书面请求 1:
阅读材料中的这个 Rust 文件共有多少行?
*** 阅读材料 ***
Files
momentry_core/test_search_comparison.rs
Warren b54c2def30 feat: add migrations, test scripts, and utility tools
- Add database migrations (006-028) for face recognition, identity, file_uuid
- Add test scripts for ASR, face, search, processing
- Add portal frontend (Tauri)
- Add config, benchmark, and monitoring utilities
- Add model checkpoints and pretrained model references
2026-04-30 15:11:53 +08:00

228 lines
7.1 KiB
Rust

use anyhow::{Context, Result};
use momentry_core::core::db::{Database, PostgresDb, QdrantDb};
use momentry_core::Embedder;
use std::env;
use std::time::Instant;
#[derive(Debug)]
struct SearchComparison {
query: String,
bm25_results: usize,
qdrant_results: usize,
bm25_top_score: f32,
qdrant_top_score: f32,
bm25_time_ms: u128,
qdrant_time_ms: u128,
overlap_count: usize,
}
fn print_results(
query: &str,
bm25_results: &[momentry_core::core::db::postgres_db::Bm25Result],
qdrant_results: &[momentry_core::core::db::SearchResult],
limit: usize,
) {
println!("\n=== 查詢: '{}' ===", query);
println!(
"BM25 結果 (共 {} 筆,顯示前 {} 筆):",
bm25_results.len(),
limit.min(bm25_results.len())
);
for (i, r) in bm25_results.iter().take(limit).enumerate() {
println!(
" {}. {} (uuid: {}, chunk_id: {})",
i + 1,
r.text.chars().take(60).collect::<String>(),
r.uuid,
r.chunk_id
);
println!(
" 分數: {:.4}, 時間: {:.1}-{:.1}s, 類型: {}",
r.bm25_score, r.start_time, r.end_time, r.chunk_type
);
}
println!(
"\nQdrant 向量搜尋結果 (共 {} 筆,顯示前 {} 筆):",
qdrant_results.len(),
limit.min(qdrant_results.len())
);
for (i, r) in qdrant_results.iter().take(limit).enumerate() {
println!(" {}. uuid: {}, chunk_id: {}", i + 1, r.uuid, r.chunk_id);
println!(" 分數: {:.4}", r.score);
}
// 計算重疊
let bm25_ids: Vec<String> = bm25_results
.iter()
.map(|r| format!("{}-{}", r.uuid, r.chunk_id))
*** 数据集 ***
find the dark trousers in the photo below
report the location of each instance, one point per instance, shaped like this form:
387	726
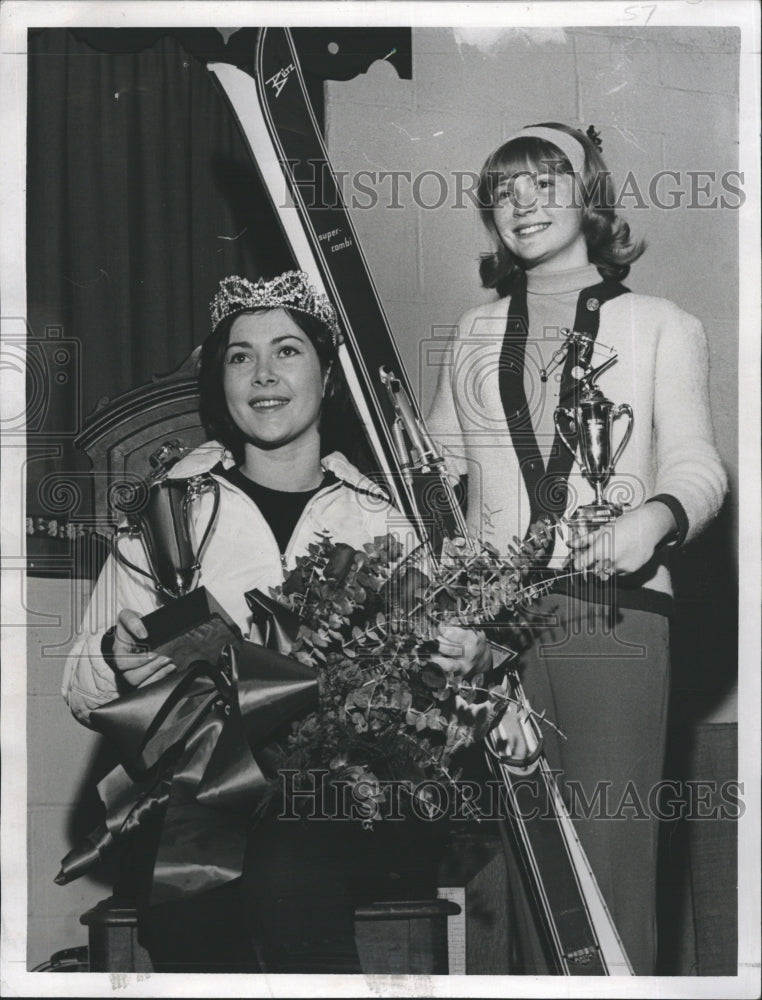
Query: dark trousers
603	679
292	910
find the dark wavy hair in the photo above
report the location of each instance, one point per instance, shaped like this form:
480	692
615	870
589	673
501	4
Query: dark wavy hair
609	244
213	407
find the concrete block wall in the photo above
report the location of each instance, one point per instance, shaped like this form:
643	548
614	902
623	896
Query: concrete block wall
662	98
60	759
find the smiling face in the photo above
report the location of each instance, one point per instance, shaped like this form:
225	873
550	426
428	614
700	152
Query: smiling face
538	218
273	380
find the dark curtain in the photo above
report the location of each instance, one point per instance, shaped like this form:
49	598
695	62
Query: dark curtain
140	196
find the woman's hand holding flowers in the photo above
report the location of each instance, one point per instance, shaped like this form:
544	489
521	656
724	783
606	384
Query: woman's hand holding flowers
462	651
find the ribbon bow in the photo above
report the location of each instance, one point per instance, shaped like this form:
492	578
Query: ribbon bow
195	742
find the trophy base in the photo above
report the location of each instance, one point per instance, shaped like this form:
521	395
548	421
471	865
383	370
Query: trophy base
190	628
596	514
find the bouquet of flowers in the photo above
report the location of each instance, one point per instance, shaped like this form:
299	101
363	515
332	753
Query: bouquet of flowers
368	623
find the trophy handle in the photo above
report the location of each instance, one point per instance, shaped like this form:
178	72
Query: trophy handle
131	531
196	487
570	415
617	412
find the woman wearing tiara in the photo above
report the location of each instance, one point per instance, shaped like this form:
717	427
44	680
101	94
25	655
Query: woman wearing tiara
269	376
560	255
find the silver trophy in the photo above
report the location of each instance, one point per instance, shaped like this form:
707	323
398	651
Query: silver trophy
190	624
591	419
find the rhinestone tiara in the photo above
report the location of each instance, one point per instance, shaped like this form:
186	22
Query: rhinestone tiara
290	290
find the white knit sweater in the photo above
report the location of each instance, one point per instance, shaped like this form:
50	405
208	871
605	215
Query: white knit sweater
662	371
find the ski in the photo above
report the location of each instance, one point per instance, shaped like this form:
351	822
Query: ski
277	122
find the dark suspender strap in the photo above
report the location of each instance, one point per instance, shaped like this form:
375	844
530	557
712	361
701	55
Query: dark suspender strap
513	395
547	488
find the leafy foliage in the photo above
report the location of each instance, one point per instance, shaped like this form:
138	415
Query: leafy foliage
369	622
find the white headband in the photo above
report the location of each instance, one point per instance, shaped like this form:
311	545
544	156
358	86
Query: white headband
569	146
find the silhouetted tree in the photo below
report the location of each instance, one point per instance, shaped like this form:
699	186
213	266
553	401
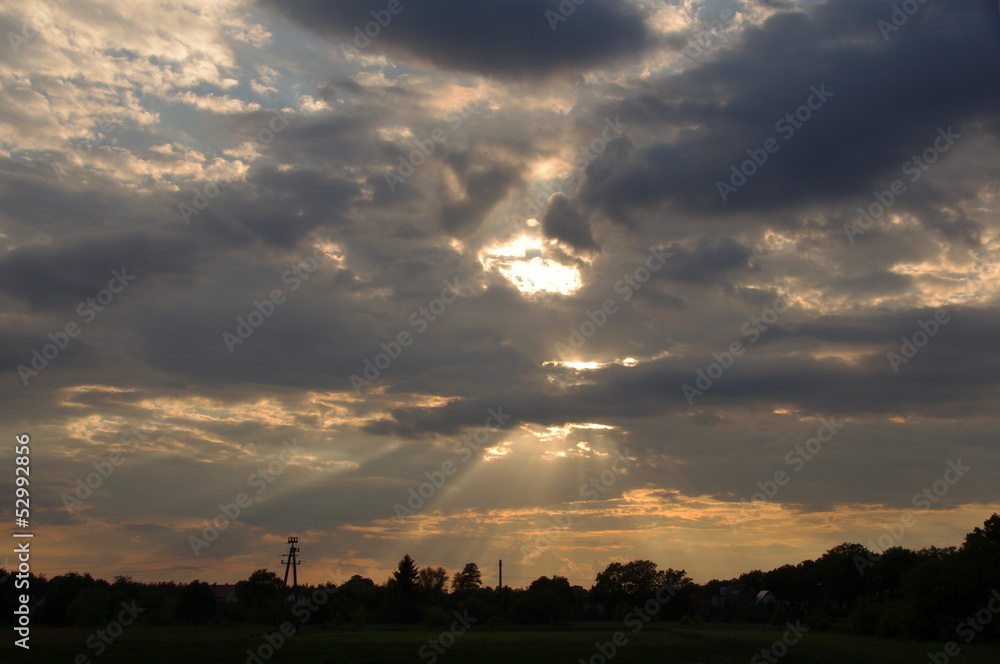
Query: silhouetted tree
406	575
433	579
468	580
195	603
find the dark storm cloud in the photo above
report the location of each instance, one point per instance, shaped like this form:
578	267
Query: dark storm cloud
512	38
564	222
954	374
709	261
889	98
52	277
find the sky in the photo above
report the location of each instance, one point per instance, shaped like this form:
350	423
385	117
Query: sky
708	283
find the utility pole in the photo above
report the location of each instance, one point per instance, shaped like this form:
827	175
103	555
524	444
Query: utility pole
292	563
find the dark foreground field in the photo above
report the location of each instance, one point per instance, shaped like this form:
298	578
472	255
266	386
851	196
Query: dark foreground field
653	645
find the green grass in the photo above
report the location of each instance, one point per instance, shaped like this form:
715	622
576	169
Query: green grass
652	645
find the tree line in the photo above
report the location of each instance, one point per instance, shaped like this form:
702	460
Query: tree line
926	593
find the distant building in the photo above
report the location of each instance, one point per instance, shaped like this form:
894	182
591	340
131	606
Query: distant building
766	597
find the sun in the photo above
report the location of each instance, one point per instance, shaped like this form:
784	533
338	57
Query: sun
525	262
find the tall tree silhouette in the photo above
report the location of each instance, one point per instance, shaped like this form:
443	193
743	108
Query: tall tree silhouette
406	575
433	579
469	579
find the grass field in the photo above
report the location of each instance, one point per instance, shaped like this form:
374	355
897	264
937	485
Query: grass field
652	645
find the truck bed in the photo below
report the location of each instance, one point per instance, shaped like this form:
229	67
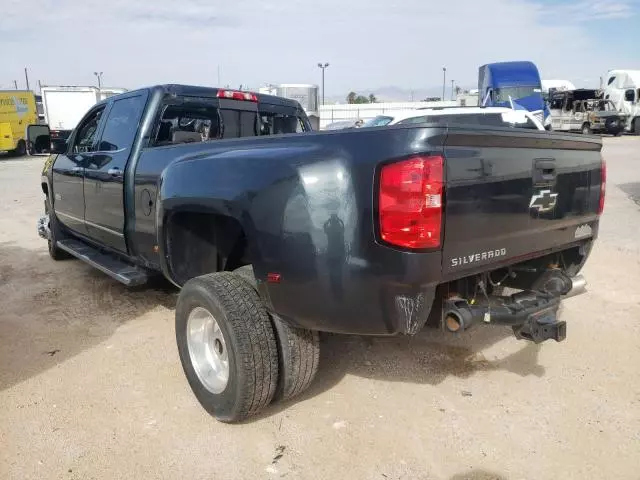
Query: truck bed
308	207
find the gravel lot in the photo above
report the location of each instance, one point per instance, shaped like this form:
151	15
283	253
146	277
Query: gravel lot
91	386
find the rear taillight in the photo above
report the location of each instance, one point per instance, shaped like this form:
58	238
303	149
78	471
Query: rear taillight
603	186
234	95
410	202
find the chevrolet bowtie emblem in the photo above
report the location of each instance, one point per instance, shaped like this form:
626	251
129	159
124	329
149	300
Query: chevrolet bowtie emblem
544	201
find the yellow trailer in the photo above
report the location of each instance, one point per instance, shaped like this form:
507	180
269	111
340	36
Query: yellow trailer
17	112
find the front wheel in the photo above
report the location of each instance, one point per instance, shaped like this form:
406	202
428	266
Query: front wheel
227	346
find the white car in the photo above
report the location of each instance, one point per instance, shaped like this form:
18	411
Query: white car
488	116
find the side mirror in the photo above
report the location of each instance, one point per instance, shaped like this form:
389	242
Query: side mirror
629	96
58	145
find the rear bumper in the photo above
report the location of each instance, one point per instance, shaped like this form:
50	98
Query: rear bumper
531	314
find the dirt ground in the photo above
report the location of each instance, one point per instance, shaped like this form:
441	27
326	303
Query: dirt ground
91	386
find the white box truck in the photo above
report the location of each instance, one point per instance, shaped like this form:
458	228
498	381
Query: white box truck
64	106
622	87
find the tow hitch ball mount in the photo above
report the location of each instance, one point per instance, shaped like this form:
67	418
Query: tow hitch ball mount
540	327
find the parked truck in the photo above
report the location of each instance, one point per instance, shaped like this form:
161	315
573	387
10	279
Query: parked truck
585	110
622	87
64	106
513	84
274	232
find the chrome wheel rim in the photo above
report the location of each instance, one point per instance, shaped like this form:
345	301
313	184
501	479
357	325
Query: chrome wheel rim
207	350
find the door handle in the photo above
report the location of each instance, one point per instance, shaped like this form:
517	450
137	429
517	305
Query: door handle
544	171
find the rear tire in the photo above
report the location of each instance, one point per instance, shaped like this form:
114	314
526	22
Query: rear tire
299	355
248	339
298	351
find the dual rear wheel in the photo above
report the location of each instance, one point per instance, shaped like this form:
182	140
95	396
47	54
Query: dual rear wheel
237	357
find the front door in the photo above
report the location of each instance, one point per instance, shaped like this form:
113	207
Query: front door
68	171
105	172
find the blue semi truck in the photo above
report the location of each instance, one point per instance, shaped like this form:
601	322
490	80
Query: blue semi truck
512	84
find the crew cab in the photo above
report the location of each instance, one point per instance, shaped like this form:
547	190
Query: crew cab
274	232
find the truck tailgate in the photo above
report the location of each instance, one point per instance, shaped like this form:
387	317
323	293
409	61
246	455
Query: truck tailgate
513	194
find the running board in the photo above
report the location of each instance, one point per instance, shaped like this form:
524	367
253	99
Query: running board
126	273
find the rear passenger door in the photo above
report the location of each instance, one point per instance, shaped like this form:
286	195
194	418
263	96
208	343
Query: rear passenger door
104	174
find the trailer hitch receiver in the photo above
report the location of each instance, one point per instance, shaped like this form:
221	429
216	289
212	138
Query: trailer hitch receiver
542	326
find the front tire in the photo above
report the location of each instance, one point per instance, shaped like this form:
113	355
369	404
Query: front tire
55	234
220	317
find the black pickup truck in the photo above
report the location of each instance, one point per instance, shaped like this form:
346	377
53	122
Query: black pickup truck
274	232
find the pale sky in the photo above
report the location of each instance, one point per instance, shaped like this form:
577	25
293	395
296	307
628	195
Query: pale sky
368	43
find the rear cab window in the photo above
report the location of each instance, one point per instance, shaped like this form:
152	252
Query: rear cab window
484	119
186	119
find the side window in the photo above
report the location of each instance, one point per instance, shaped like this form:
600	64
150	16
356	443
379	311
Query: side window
277	123
630	95
122	124
85	138
412	120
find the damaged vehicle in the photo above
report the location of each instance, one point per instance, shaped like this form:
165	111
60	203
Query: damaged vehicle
273	232
585	111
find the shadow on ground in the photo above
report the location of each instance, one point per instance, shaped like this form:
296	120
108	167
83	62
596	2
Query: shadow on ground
428	358
51	311
55	310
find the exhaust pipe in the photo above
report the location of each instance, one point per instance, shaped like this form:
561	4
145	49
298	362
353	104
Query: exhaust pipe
458	315
578	287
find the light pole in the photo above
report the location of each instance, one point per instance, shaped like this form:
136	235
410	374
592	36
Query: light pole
99	77
444	80
323	66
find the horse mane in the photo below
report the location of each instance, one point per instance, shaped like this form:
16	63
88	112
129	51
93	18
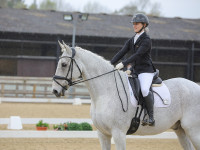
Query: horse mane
100	60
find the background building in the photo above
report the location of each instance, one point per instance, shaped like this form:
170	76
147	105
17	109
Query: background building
28	41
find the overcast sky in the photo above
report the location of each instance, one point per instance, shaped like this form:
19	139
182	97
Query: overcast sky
169	8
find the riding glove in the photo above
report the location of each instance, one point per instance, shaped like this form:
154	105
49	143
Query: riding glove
119	66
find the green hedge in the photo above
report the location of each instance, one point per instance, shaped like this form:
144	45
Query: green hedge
72	126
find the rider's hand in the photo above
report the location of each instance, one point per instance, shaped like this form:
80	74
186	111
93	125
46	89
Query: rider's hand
128	72
119	66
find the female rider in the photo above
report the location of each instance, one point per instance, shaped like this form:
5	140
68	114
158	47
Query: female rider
140	60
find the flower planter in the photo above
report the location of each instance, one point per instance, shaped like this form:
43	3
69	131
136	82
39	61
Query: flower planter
41	128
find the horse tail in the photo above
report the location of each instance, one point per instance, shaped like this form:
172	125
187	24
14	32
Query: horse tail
182	137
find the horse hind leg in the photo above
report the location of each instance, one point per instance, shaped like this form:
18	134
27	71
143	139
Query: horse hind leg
119	139
182	137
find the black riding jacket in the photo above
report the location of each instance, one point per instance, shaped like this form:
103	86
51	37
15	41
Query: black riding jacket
141	54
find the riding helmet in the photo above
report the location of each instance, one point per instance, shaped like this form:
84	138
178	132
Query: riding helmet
140	18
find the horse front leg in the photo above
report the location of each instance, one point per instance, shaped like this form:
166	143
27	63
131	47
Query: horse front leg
105	141
120	139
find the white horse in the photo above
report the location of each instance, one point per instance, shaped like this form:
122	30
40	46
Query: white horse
183	115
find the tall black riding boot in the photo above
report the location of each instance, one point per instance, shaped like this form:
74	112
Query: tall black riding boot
149	102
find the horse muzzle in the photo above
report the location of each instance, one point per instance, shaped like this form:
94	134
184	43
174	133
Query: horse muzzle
59	94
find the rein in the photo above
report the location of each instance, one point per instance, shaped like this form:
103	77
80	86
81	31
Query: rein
80	80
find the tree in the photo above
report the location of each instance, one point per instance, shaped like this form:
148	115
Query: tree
140	6
95	7
48	5
128	9
63	6
3	3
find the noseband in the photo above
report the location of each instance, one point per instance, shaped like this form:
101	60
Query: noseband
80	80
69	72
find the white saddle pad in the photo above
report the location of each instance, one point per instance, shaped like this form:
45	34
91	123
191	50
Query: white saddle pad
163	92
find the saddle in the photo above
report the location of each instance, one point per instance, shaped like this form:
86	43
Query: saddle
135	84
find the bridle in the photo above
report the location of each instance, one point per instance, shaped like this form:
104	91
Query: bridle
69	72
80	79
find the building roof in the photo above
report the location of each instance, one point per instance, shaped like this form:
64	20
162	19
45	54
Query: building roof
100	25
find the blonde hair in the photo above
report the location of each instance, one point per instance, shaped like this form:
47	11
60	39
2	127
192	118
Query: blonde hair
146	30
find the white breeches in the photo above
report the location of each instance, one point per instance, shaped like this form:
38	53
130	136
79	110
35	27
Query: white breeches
145	82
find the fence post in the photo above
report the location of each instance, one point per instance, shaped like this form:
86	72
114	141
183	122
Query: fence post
34	90
2	90
192	63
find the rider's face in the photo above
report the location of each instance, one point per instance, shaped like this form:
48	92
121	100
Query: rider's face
137	26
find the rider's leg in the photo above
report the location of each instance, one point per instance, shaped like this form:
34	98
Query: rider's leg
145	83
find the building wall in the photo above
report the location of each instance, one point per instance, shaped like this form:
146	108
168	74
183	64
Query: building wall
173	58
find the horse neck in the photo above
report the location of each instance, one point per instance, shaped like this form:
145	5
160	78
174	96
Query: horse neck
94	65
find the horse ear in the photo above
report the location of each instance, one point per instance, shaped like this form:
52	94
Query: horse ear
61	46
68	49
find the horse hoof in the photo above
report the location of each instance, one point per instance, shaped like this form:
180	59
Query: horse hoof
144	123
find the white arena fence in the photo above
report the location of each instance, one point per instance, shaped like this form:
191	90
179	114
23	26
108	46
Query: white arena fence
37	87
65	134
48	120
74	134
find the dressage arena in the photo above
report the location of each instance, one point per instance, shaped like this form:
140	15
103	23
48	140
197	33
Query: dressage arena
47	110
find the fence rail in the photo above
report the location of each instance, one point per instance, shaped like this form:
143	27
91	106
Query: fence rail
37	87
32	87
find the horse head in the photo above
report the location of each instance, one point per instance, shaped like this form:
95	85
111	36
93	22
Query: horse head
69	70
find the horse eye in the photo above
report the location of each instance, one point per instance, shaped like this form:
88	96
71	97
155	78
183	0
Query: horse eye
64	64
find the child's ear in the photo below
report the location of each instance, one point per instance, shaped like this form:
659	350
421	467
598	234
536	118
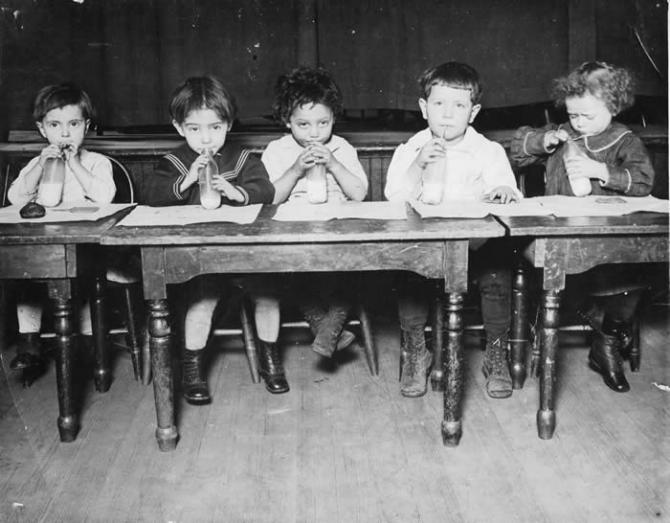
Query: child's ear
422	105
474	112
40	127
177	126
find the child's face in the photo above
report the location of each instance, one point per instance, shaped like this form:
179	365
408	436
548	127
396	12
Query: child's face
449	111
203	129
311	123
588	115
64	125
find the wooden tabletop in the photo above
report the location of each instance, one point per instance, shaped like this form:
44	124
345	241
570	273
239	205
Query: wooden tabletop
636	223
267	230
32	233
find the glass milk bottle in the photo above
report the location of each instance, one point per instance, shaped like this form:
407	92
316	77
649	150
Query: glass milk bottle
210	198
317	185
432	181
50	191
580	186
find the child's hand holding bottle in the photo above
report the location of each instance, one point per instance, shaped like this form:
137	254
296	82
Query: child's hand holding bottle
553	139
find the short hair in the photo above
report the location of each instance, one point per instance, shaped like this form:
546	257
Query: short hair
615	86
202	92
451	74
60	95
305	85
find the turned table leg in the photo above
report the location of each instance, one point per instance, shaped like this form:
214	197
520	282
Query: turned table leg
453	370
68	421
546	415
161	365
519	338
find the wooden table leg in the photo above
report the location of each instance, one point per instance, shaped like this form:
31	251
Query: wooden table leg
437	335
453	370
519	338
161	365
546	416
68	421
102	374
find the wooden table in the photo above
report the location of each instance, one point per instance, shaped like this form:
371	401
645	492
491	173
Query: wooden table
52	252
432	248
562	246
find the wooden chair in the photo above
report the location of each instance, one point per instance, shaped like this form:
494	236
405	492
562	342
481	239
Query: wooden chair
129	284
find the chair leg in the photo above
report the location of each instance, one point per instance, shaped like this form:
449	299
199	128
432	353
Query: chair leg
368	340
250	342
437	327
102	375
133	342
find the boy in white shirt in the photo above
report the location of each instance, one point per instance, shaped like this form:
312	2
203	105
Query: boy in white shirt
476	168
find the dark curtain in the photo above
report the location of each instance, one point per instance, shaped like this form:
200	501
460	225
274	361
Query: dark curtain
130	54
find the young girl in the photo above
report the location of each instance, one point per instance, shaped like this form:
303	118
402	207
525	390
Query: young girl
202	112
62	114
307	102
610	160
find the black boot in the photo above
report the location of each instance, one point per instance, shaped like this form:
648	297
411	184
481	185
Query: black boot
415	362
29	359
605	357
271	368
327	327
195	388
496	367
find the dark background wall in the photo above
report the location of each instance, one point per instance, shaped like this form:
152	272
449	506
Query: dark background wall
129	54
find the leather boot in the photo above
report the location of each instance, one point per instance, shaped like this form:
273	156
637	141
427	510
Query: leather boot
415	362
271	368
29	359
327	328
605	358
496	367
194	383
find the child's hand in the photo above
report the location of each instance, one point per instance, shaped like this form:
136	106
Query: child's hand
321	154
584	167
226	188
431	152
50	151
553	139
194	170
501	194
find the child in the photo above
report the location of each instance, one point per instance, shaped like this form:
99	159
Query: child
62	114
202	112
476	168
307	102
611	161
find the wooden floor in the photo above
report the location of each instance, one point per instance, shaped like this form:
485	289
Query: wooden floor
345	446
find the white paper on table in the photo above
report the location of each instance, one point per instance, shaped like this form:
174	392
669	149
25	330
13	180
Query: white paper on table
564	206
144	215
70	212
293	211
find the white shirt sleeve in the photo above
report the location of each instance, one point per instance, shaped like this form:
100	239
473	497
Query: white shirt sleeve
401	186
18	194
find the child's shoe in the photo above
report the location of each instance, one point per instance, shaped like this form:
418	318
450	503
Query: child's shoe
496	367
415	362
29	359
327	327
194	383
271	368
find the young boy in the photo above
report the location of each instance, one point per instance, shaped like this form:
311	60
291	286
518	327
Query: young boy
62	114
203	111
476	168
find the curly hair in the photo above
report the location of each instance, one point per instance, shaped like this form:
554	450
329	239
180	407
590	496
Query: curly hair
60	95
452	74
305	85
202	92
615	86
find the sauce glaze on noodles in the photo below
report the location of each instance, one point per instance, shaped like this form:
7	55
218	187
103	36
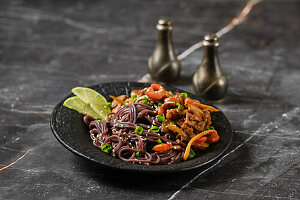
***
书面请求 2:
请算出条目中包含字符串“board”的行数,只写出数字。

完整答案 1:
228 行。

完整答案 2:
2